- Opening Delimiter -

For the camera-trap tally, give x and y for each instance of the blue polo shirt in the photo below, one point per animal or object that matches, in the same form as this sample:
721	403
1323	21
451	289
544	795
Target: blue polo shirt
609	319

- Closing Delimiter -
- Opening Delimiter -

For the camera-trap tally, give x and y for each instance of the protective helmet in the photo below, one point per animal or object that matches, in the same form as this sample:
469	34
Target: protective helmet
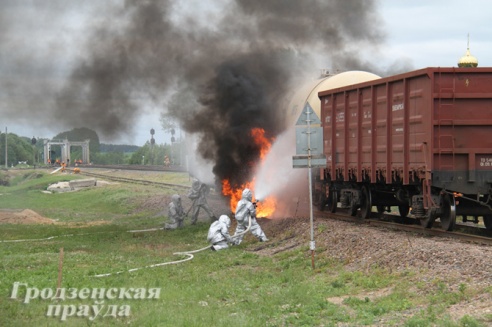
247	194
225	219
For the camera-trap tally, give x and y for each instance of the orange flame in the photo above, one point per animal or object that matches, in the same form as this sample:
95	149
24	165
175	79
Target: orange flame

- Closing Delimiter -
- Opening Delimiter -

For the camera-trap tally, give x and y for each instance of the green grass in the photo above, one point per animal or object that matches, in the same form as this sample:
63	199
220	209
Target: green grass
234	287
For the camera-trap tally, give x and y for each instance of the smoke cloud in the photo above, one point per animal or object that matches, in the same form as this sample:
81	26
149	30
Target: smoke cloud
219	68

- Closing Delimiter -

*Aim of the exercise:* Search the data above for lines holding "below" and copy each of them.

*Written response:*
For the camera-trap tally, give x and y for each instance of the blue polo shirt in the photo below, one point per animal or object that matches, in the same form as this sample:
For the camera-trap tally, give x and y for each instance of the protective helmet in the photo below, one point per animal or object that matches, in the same form as this sample:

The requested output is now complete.